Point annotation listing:
------
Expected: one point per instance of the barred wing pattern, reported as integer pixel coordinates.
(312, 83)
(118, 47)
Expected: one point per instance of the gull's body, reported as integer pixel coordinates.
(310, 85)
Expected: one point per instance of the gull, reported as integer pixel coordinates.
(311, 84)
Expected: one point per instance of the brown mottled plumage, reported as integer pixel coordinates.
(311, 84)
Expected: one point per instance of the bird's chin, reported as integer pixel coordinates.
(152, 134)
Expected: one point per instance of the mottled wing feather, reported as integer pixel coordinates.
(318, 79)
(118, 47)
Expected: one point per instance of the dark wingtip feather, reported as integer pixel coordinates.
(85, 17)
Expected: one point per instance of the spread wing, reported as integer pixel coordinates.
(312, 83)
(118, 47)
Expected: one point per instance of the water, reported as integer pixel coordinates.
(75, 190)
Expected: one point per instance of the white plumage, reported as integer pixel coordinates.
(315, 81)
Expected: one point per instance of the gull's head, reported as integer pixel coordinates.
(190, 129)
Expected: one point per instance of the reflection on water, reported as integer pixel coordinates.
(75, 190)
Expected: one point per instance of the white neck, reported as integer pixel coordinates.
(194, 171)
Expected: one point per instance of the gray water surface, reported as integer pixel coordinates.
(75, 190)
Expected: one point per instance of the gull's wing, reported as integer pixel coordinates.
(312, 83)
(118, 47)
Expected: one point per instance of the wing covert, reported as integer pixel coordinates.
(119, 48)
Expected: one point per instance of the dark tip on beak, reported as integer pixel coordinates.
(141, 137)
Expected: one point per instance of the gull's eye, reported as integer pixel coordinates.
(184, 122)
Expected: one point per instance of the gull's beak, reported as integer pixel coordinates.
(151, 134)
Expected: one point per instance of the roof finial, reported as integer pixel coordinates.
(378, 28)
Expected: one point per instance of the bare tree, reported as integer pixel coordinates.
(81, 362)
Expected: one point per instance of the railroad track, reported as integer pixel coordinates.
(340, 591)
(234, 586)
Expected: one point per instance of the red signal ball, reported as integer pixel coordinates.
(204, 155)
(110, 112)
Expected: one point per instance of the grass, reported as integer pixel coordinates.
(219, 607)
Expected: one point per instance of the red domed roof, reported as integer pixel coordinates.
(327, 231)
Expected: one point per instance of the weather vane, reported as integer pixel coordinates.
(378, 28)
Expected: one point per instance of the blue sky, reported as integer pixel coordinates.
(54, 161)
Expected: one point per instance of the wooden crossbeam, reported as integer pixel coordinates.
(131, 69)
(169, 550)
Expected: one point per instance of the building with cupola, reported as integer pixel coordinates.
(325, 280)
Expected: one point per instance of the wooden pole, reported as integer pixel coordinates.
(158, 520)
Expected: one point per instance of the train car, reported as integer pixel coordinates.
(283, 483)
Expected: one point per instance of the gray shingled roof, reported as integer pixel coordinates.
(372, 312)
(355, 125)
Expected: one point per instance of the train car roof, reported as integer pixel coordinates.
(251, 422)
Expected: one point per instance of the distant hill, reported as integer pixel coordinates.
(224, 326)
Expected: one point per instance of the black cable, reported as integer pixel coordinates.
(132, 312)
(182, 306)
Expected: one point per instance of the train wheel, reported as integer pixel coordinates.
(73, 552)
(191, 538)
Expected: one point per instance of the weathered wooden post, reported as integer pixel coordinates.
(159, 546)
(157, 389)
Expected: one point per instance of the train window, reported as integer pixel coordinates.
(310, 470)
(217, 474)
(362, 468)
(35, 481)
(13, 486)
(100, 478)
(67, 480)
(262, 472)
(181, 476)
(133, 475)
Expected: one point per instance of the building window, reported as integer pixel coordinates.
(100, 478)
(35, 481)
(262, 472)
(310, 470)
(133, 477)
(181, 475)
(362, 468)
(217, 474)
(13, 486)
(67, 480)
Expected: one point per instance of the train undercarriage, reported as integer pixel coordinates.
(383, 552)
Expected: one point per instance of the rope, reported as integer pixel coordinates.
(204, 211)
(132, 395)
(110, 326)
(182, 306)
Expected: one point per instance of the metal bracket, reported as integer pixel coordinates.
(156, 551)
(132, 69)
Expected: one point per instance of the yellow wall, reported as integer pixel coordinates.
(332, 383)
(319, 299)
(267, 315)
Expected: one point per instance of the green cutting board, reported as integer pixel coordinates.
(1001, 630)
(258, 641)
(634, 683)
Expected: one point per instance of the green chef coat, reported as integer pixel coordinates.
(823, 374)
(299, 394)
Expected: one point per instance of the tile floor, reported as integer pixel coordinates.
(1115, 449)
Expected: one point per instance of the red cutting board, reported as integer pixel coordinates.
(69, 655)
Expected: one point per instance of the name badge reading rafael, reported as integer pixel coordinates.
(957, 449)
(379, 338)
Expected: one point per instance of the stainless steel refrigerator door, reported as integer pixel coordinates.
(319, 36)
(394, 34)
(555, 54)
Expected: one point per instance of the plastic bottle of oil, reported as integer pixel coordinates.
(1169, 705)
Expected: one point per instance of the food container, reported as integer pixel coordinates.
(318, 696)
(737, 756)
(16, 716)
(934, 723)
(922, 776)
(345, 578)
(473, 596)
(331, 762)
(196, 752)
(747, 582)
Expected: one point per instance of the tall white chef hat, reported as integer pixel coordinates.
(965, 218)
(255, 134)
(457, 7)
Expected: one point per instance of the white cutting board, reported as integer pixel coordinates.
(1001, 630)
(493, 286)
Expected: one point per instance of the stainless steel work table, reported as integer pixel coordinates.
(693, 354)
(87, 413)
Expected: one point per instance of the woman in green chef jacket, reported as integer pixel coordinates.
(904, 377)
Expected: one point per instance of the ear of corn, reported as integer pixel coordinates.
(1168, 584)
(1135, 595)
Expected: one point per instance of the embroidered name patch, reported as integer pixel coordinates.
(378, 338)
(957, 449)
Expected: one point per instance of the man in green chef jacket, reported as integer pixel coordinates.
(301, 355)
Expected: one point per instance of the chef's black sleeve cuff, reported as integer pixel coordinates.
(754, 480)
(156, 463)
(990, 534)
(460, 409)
------
Problem to solve
Reproduce every line of the listing above verbatim, keeping the original order.

Answer for this exercise
Expected: one point per instance of the barred wing pattern, reported as integer pixel coordinates.
(312, 83)
(118, 47)
Expected: one point per instance of the gull's body, reported as integer pixel coordinates.
(310, 85)
Expected: one point per instance of the gull, reported as integer pixel coordinates.
(311, 84)
Expected: one point per instance of the brown mottled plumage, reported as integer pixel coordinates.
(311, 84)
Expected: one point per instance of the bird's chin, reported as integer pixel coordinates.
(152, 134)
Expected: one point per instance of the mottled wing feather, reported as integer pixel coordinates.
(318, 79)
(118, 47)
Expected: one point per instance of the dark wingtip feather, reported as integer pixel coordinates.
(85, 17)
Expected: one point per instance of the spread wing, reported as integer pixel coordinates.
(312, 83)
(118, 47)
Expected: one point per instance of the water, reported as integer pixel coordinates.
(75, 190)
Expected: one point per instance of the white plumage, reported as integer pixel coordinates.
(315, 81)
Expected: one point per instance of the gull's head, reported as integer pixel coordinates.
(190, 129)
Expected: one point per instance of the reflection on water, reported as integer pixel coordinates.
(75, 190)
Expected: one point per instance of the white neck, reported as integer pixel coordinates.
(194, 171)
Expected: one point per instance of the gray water surface, reported as integer pixel coordinates.
(75, 190)
Expected: one point per instance of the gull's wing, reported as integer pixel coordinates.
(312, 83)
(118, 47)
Expected: one point per instance of the wing covert, reported as integer pixel coordinates.
(119, 48)
Expected: one point per instance of the dark tip on beak, reported as integer pixel coordinates.
(141, 137)
Expected: one point per instance of the gull's eye, reported as integer pixel coordinates.
(184, 122)
Expected: one point per instance of the gull's beak, reported as integer pixel coordinates.
(151, 134)
Expected: one point per instance of the roof finial, reported as integer pixel coordinates.
(378, 28)
Expected: one point per instance of the bare tree, reported as integer pixel coordinates.
(81, 362)
Expected: one point per instance of the railroad track, reported as integer pixel coordinates.
(340, 591)
(234, 586)
Expected: one point per instance of the red signal ball, reported as integer pixel coordinates.
(204, 155)
(110, 112)
Expected: one point per instance of the grass, reported as integer pixel coordinates.
(219, 607)
Expected: one point per instance of the red domed roof, reported as integer pixel coordinates.
(327, 231)
Expected: one point per instance of the weather vane, reported as integer pixel coordinates.
(378, 28)
Expected: one point per instance of the blue sky, reported as integer pixel coordinates.
(54, 161)
Expected: one point per instance of the wooden crossbeam, reported as integer pixel coordinates.
(131, 69)
(169, 550)
Expected: one point per instance of the building with cupola, reported as integer pixel coordinates.
(325, 280)
Expected: one point per instance of the wooden pole, reported as integer pixel coordinates.
(158, 520)
Expected: one point per instance of the train car, reported as integer pixel coordinates.
(283, 483)
Expected: one point per instance of the gray shingled roof, reported as integer pixel coordinates.
(372, 312)
(355, 125)
Expected: one point per instance of the train car roof, reported as integer pixel coordinates.
(251, 422)
Expected: one point per instance of the distant hill, reported as integer pixel coordinates.
(224, 326)
Expected: one point per instance of the black cable, reported as integer pixel coordinates.
(132, 312)
(182, 306)
Expected: one point per instance of the train wheel, reported as integer pixel coordinates.
(73, 552)
(191, 538)
Expected: one point per instance of the weathered wooden post, reported as integer pixel coordinates.
(159, 546)
(157, 389)
Expected: one point per instance of the train window, reported as integer pixel coordinates.
(310, 470)
(217, 474)
(362, 468)
(35, 481)
(13, 486)
(100, 478)
(67, 480)
(262, 472)
(181, 476)
(133, 475)
Expected: one point per instance of the building window, reported as integer pixel coordinates.
(100, 478)
(35, 481)
(262, 472)
(310, 470)
(133, 477)
(181, 475)
(362, 468)
(217, 474)
(13, 486)
(67, 480)
Expected: one point per instance of the train undercarriage, reported as integer pixel coordinates.
(383, 552)
Expected: one point per instance of the rope, reported as integer pixel coordinates.
(204, 211)
(132, 395)
(110, 326)
(182, 306)
Expected: one point per instance of the metal bracket, reported as integer pixel coordinates.
(156, 551)
(132, 69)
Expected: one point per instance of the yellow wall, reported as integer pixel coordinates.
(332, 383)
(319, 299)
(267, 315)
Expected: one point per instance of the green cutting board, reported as integer pixel coordinates.
(1001, 630)
(258, 641)
(634, 683)
Expected: one point per instance of the green chef coat, reported as integer pixel coordinates.
(823, 374)
(299, 394)
Expected: one point per instance of the tile floor, reported as integer pixel coordinates.
(1115, 449)
Expected: one point per instance of the red cutting board, reported as integer pixel coordinates.
(69, 655)
Expected: one point per instance of the name badge reading rafael, reported as integer pixel coordinates.
(957, 449)
(379, 338)
Expected: one point per instance of the stainless steel refrigerator door, reported as integer pixel coordinates.
(319, 36)
(394, 34)
(555, 54)
Expected: one point per instance of the plastic bottle of oil, reported as integer pixel coordinates.
(1169, 705)
Expected: one point per instance of the food container, reported as integer pixel coordinates.
(318, 696)
(737, 756)
(16, 716)
(934, 723)
(922, 776)
(345, 578)
(473, 596)
(331, 762)
(196, 752)
(747, 582)
Expected: one point per instance of the tall white chef hat, reported as integer pixel coordinates.
(965, 218)
(255, 134)
(457, 7)
Expected: one point per instance of the white cutting board, reported as integer pixel coordinates.
(1001, 630)
(493, 286)
Expected: one point per instance of the stainless steel work table, reported as integer pixel coordinates.
(693, 354)
(87, 413)
Expected: one point per instance of the woman in green chef jacket, reported as integer pixel coordinates.
(904, 377)
Expected: one point per instance of the ear of corn, reported as integer pixel coordinates.
(1168, 584)
(1135, 595)
Expected: one point per instance of the embroidered name patch, reported as integer pixel coordinates.
(378, 338)
(957, 449)
Expected: one point per instance of the man in green chef jacket, reported as integer pixel coordinates.
(301, 355)
Expected: one point per instance of the chef's black sleeve cuff, reported as integer pixel coordinates.
(754, 480)
(156, 463)
(990, 534)
(460, 409)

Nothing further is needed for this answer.